Although the records contain pictures, the copy must not; reproduce everything else in them exactly.

• _TASK INPUTS_
++++
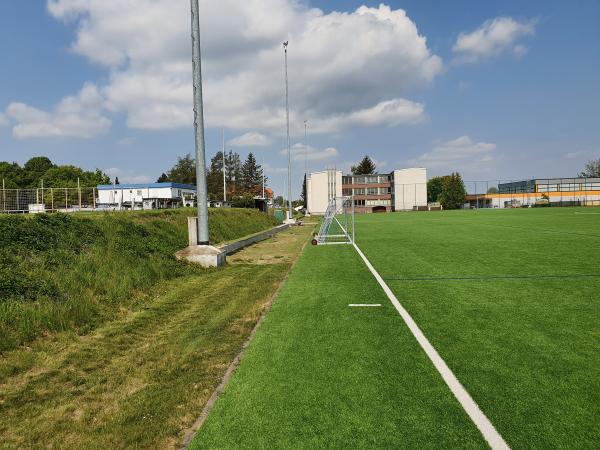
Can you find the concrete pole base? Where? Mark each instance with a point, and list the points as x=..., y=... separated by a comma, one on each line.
x=204, y=255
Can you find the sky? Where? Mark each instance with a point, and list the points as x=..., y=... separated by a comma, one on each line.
x=496, y=90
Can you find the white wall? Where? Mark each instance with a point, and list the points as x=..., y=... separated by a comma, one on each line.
x=321, y=187
x=124, y=195
x=410, y=188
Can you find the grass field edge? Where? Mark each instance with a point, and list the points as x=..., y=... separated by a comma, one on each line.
x=481, y=421
x=191, y=432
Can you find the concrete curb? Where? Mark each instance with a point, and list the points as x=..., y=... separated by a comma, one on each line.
x=238, y=245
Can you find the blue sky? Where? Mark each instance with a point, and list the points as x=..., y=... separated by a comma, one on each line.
x=499, y=90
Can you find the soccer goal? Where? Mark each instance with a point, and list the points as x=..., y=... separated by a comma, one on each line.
x=337, y=226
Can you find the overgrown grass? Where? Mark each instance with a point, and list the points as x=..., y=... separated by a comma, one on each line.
x=72, y=272
x=320, y=374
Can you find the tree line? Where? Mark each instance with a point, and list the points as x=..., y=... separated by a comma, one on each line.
x=242, y=179
x=40, y=168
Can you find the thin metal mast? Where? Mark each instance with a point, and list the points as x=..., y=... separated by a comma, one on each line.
x=224, y=180
x=287, y=117
x=201, y=188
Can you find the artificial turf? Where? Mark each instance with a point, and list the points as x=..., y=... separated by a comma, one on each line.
x=320, y=374
x=508, y=298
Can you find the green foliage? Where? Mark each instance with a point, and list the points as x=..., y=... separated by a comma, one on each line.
x=434, y=189
x=453, y=193
x=592, y=169
x=40, y=168
x=72, y=272
x=365, y=167
x=252, y=173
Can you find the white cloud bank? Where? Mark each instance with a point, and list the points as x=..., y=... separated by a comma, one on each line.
x=250, y=139
x=300, y=153
x=78, y=116
x=492, y=38
x=458, y=154
x=345, y=69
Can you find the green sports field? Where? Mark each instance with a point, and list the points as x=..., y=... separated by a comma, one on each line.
x=510, y=300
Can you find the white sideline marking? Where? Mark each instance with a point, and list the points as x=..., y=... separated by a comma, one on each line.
x=365, y=304
x=486, y=428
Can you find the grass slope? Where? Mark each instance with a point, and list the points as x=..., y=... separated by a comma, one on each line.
x=319, y=374
x=140, y=380
x=72, y=272
x=527, y=349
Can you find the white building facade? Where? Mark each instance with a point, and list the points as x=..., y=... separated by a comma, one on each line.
x=400, y=190
x=145, y=196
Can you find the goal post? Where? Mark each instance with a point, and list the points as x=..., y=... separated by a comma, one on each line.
x=337, y=226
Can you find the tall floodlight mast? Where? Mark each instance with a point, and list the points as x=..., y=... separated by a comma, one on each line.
x=224, y=180
x=287, y=118
x=201, y=188
x=306, y=169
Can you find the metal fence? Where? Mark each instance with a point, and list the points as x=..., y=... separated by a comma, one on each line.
x=48, y=200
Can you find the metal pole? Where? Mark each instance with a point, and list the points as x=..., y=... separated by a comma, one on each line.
x=287, y=117
x=201, y=188
x=224, y=180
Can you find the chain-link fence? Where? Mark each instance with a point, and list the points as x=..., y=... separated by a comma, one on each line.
x=533, y=193
x=48, y=200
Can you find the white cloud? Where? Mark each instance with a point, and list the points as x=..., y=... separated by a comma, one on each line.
x=573, y=155
x=457, y=154
x=345, y=69
x=299, y=153
x=492, y=38
x=78, y=116
x=250, y=139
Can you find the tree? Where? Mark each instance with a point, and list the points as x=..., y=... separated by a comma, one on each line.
x=184, y=171
x=453, y=193
x=35, y=169
x=592, y=169
x=215, y=177
x=434, y=189
x=365, y=167
x=233, y=172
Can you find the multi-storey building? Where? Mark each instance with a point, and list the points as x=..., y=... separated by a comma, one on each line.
x=400, y=190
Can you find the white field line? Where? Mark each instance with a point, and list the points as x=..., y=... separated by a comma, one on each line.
x=486, y=428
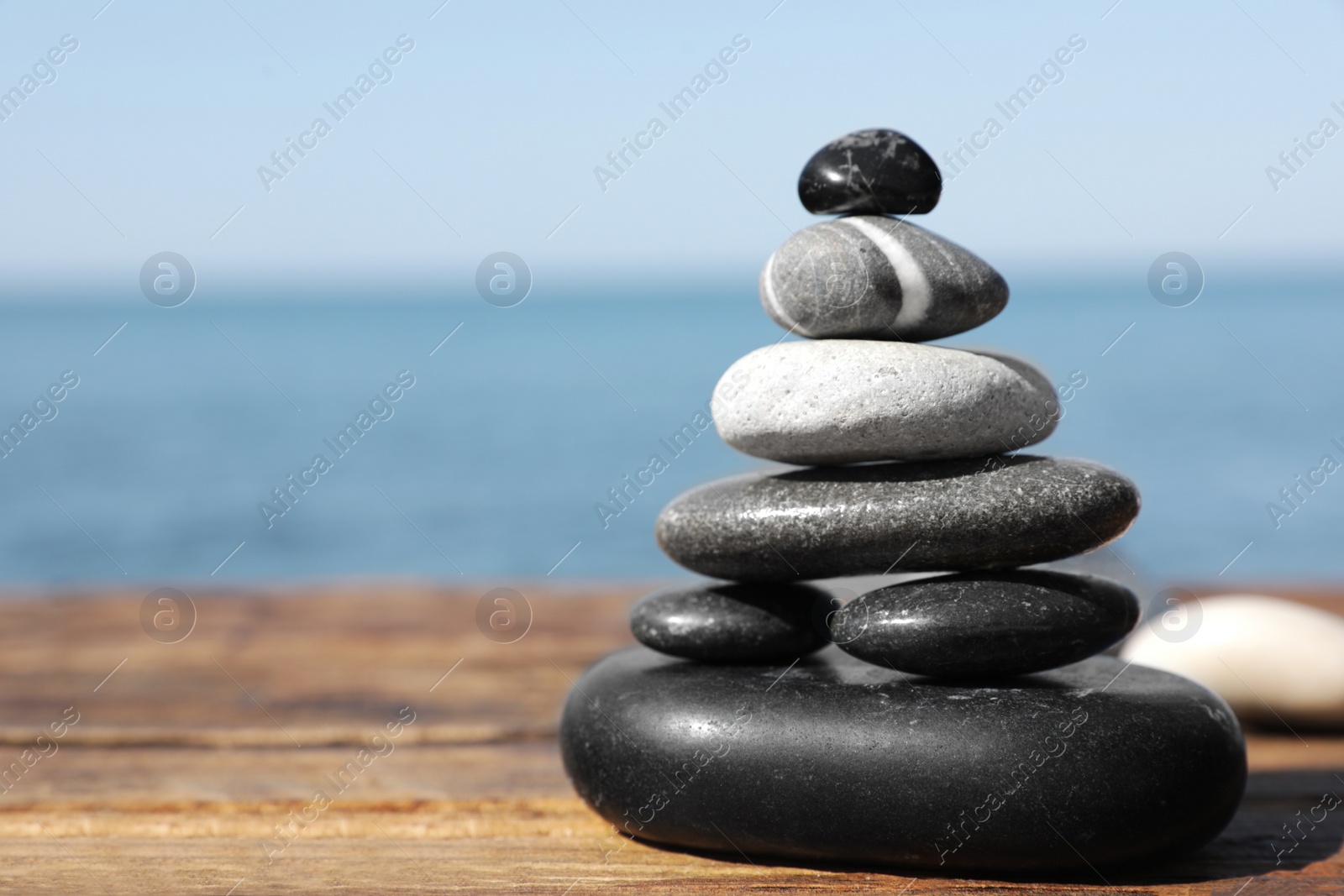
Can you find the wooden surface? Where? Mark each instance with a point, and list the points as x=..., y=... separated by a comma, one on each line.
x=188, y=755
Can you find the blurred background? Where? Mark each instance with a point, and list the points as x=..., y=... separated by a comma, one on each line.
x=306, y=281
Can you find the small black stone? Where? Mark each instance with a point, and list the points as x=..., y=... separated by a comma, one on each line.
x=723, y=622
x=1085, y=768
x=870, y=172
x=940, y=516
x=987, y=625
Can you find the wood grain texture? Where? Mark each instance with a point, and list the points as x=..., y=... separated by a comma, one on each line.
x=187, y=758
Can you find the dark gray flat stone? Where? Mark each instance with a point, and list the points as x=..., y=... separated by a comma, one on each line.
x=988, y=624
x=725, y=622
x=897, y=517
x=842, y=761
x=874, y=172
x=869, y=277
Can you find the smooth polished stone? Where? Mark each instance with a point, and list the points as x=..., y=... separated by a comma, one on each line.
x=987, y=625
x=1274, y=661
x=842, y=401
x=726, y=622
x=867, y=277
x=835, y=759
x=871, y=172
x=938, y=516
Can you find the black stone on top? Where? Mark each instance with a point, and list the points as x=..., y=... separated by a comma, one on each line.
x=987, y=625
x=870, y=172
x=725, y=622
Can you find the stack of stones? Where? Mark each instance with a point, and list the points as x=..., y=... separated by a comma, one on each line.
x=958, y=721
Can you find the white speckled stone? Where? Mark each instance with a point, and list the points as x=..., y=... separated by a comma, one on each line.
x=874, y=277
x=848, y=401
x=1269, y=658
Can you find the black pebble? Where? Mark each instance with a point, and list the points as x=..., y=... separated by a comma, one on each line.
++++
• _EXERCISE RESULT_
Can you find the concrete pole base? Where? Mark each instance with a point, and list the points as x=..., y=... separated by a comma, one on each line.
x=204, y=255
Can you find the sky? Where? Mark each instance with a point, and list the points as x=..., y=... separated by a comma, one on each line.
x=496, y=90
Can you find the white wall? Where? Mark each instance with a point, and list the points as x=..., y=... separated by a comma, one on each line.
x=321, y=187
x=124, y=195
x=410, y=188
Can you find the grass field edge? Where? Mark each instance with a point, and list the points as x=..., y=... separated by a comma, one on each line.
x=481, y=421
x=191, y=432
Can you find the concrete curb? Where? Mark each instance with a point, and list the points as x=..., y=... separated by a comma, one on each line.
x=238, y=245
Can you find the blue sky? Where? Mark each instance with a point, and list the points as x=..., y=... separated by a comma, one on each line.
x=499, y=90
Can you find the soccer goal? Where? Mark each instance with a point, and list the points as x=..., y=... separated by a comma, one on each line.
x=337, y=226
Can you find the overgrown grass? Where? Mark each instance with a point, and list the points as x=..., y=... separated by a comma, one on each line.
x=72, y=272
x=320, y=374
Can you find the tree line? Where? Mark each instance with a point, and list the points as x=..., y=... separated by a comma, one on each line.
x=242, y=179
x=40, y=168
Can you find the thin metal mast? Where? Mark each instance with a point, and list the points as x=..., y=... separated by a comma, one on each line.
x=224, y=180
x=287, y=117
x=201, y=188
Can you find the artificial turf? Where? Mark each instance with a point, and list the points as x=..., y=... separated by a comma, one on each line.
x=320, y=374
x=508, y=298
Can you find the green foliage? Where? Mark each instance with a point, and list the points as x=..., y=... separated by a comma, one on each line.
x=434, y=189
x=453, y=193
x=592, y=169
x=40, y=168
x=72, y=272
x=365, y=167
x=252, y=173
Can you find the white cloud bank? Where? Mark each instance with a point, and list the points as x=..., y=... separated by a comma, one on each line.
x=250, y=139
x=300, y=153
x=78, y=116
x=492, y=38
x=458, y=154
x=345, y=69
Can you find the green sports field? Where? Mark each instance with a point, and list the points as x=..., y=... separated by a comma, one on each line.
x=510, y=300
Can you find the white sideline marking? Where? Mark each instance with a point, and list the points as x=..., y=... separated by a comma, one on each line.
x=365, y=304
x=486, y=428
Can you find the grass slope? Where? Mark each instance with a point, and list the points as x=..., y=... separated by a comma, one on each line.
x=319, y=374
x=140, y=380
x=72, y=272
x=527, y=349
Can you find the white building facade? Where? Mark each instance with a point, and list the points as x=..., y=... separated by a comma, one on each line.
x=400, y=190
x=145, y=196
Can you find the goal post? Where? Mark each instance with a point, and list the points as x=..., y=... separated by a comma, one on each line.
x=337, y=226
Can you find the tall floodlight mast? Where? Mark each instance with a point, and list the points as x=..., y=... separated by a comma, one on each line.
x=224, y=180
x=287, y=118
x=201, y=188
x=306, y=169
Can you find the metal fence? Where? Mark each instance with a point, and list the points as x=..., y=... separated by a comma, one on each line.
x=48, y=200
Can you find the metal pole? Where? Mark each instance with a point, and list the points as x=..., y=... separated by a comma, one on each line.
x=287, y=117
x=201, y=188
x=224, y=180
Can you find the chain-link fence? Where? Mark each instance with a point, and list the points as x=..., y=... separated by a comma, one on each line.
x=533, y=193
x=48, y=200
Can you find the white cloud? Where? Mark each instance with a point, and list the points as x=..., y=... separated by a comma, one on each line.
x=573, y=155
x=457, y=154
x=345, y=69
x=299, y=153
x=492, y=38
x=78, y=116
x=250, y=139
Can you find the tree? Where? Mark each instance with a point, and list the points as x=..., y=... separated by a comma, one on each line.
x=184, y=171
x=453, y=193
x=35, y=169
x=592, y=169
x=215, y=177
x=434, y=189
x=365, y=167
x=233, y=172
Can you find the multi-storey building? Where? Mark each instance with a point, and list the points as x=..., y=... separated by a comma, one on each line.
x=400, y=190
Can you find the white field line? Where? Mark each instance with a point, and list the points as x=..., y=... separated by a comma, one on each line.
x=486, y=428
Can you find the wooden surface? Where? Mark each instance with a point, and list the points as x=..., y=... separated by a comma, one on each line.
x=188, y=755
Can you find the blurred background? Where? Mark each instance with a point, and list the points as x=..., y=... separated by a comma, one on each line.
x=306, y=281
Can you find the small black stone? Where? Mark each instance with a point, and list the points as x=..., y=... separated by a comma, one on each line.
x=723, y=622
x=1085, y=768
x=870, y=172
x=940, y=516
x=987, y=625
Can you find the wood grain texture? Where? Mark each instance with a point, and list the points as x=..., y=... separated by a comma, one on each line.
x=187, y=758
Can you find the dark gray flat stone? Where? Mark each instance with a point, and list the points as x=..., y=... separated by a comma, one on each line.
x=988, y=624
x=725, y=622
x=897, y=517
x=842, y=761
x=874, y=172
x=869, y=277
Can you find the smooth polished stone? Where? Mark each instance with a point, and list the points as x=..., y=... separated by a comma, one on each line.
x=987, y=625
x=1274, y=661
x=842, y=401
x=726, y=622
x=867, y=277
x=835, y=759
x=871, y=172
x=938, y=516
Can you find the black stone on top? Where? Mark each instance with a point, and list the points as x=..., y=... separated by a comma, one on each line.
x=987, y=625
x=870, y=172
x=725, y=622
Can you find the stack of stones? Where? Mark each instance with a point, and list the points as x=..., y=... separated by a comma, one on each line.
x=958, y=721
Can you find the white speckled stone? Where? Mark each instance with a point, and list the points as x=..., y=... separated by a comma, one on each line.
x=874, y=277
x=848, y=401
x=1269, y=658
Can you find the black pebble? Where? Mark each instance with a point, and list the points as x=..., y=... separated by a comma, one on each line.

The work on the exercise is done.